──────── Data supplied
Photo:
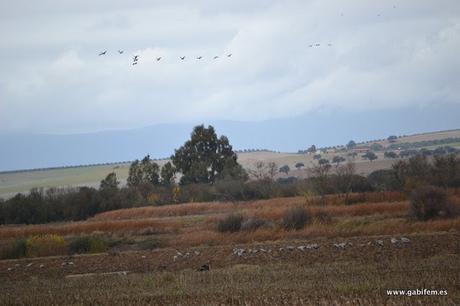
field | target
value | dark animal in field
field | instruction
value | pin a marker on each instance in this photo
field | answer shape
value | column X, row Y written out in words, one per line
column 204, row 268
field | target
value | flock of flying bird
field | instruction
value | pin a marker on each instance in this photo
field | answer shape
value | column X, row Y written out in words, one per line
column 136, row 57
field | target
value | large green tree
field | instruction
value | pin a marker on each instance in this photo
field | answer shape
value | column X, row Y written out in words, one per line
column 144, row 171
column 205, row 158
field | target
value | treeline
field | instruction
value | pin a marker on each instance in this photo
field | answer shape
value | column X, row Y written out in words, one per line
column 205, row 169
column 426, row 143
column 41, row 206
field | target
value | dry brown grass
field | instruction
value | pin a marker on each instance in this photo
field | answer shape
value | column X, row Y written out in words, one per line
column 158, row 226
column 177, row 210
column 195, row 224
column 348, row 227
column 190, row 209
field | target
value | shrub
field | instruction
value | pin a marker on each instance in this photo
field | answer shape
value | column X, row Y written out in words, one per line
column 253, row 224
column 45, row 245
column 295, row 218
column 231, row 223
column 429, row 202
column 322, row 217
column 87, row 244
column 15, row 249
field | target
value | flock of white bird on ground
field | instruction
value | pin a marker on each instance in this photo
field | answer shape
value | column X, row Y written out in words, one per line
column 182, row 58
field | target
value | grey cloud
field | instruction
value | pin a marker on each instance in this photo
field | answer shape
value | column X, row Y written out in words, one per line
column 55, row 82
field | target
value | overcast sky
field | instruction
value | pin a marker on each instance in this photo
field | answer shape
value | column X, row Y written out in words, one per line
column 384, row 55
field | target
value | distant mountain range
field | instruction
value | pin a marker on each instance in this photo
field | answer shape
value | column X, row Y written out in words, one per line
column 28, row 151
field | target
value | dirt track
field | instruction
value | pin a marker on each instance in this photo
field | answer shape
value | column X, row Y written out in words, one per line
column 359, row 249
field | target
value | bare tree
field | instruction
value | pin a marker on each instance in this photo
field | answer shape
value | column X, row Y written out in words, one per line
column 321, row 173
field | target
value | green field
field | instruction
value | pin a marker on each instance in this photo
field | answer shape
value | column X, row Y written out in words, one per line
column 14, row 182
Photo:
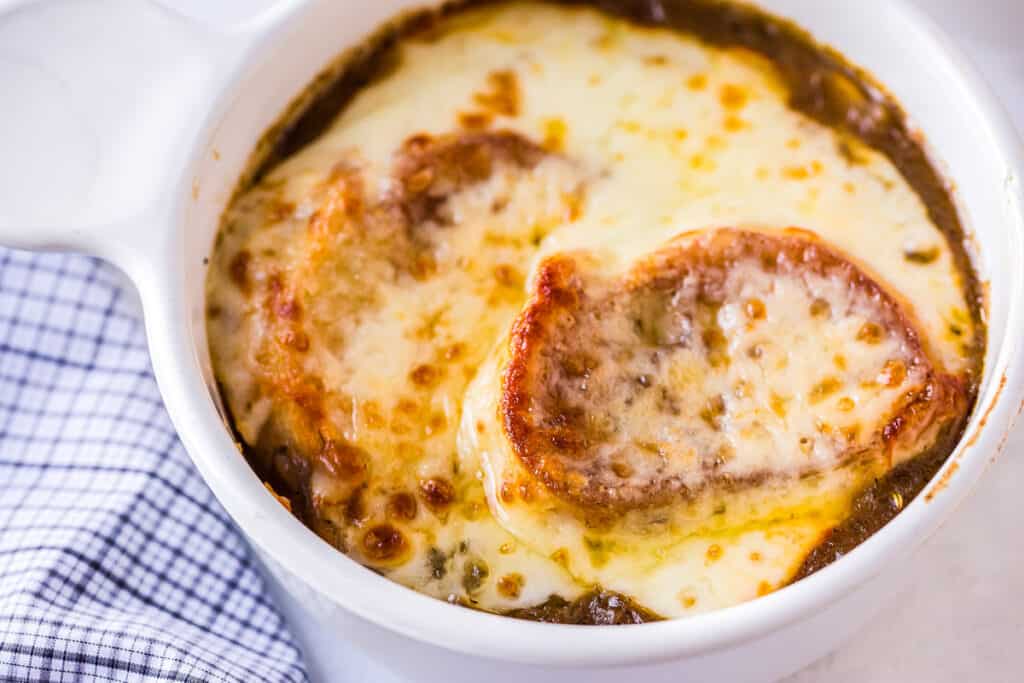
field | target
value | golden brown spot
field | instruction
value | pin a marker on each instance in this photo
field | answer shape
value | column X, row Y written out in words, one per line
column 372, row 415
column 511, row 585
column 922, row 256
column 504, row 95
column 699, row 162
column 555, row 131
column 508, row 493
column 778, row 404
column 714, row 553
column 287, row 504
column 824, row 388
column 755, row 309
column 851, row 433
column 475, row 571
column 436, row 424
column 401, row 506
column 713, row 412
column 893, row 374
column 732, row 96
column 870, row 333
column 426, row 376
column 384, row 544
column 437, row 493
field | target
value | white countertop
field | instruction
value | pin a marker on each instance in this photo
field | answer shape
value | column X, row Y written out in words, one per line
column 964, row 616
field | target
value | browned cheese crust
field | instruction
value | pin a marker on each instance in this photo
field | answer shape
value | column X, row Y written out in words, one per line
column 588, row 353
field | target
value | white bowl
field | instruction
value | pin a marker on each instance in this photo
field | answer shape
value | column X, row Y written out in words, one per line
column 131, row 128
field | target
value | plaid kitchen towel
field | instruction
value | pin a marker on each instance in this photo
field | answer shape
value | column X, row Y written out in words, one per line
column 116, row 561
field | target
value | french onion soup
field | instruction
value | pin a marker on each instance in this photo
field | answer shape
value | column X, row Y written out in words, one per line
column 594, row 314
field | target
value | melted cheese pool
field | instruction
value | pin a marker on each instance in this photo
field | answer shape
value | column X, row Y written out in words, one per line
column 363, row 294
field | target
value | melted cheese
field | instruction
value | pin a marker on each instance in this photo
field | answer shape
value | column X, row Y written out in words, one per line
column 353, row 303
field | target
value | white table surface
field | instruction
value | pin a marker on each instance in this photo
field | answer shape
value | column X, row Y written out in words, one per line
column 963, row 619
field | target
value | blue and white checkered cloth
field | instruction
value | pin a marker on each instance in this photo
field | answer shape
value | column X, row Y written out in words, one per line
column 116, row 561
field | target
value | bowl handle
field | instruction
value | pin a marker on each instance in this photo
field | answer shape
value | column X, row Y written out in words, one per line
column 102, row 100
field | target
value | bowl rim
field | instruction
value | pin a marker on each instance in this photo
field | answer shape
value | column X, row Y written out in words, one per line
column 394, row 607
────────────────
** Work to be completed **
Give back an exact repeat of the lines from the top of the data through the line that holds "value | treeline", both included, and omit pictures.

** Answer box **
Photo:
field | target
value | dark animal in field
field | instruction
value | pin a marker on each instance in this photo
field | answer shape
value | column X, row Y written out in words, one per line
column 204, row 268
field | target
value | flock of flying bird
field | instruction
value | pin a marker on each instance in this photo
field | answer shape
value | column X, row Y written out in words, one per line
column 136, row 57
field | target
value | large green tree
field | instruction
value | pin a marker on each instance in this photo
field | answer shape
value | column X, row Y written out in words, one per line
column 144, row 171
column 205, row 158
field | target
value | treeline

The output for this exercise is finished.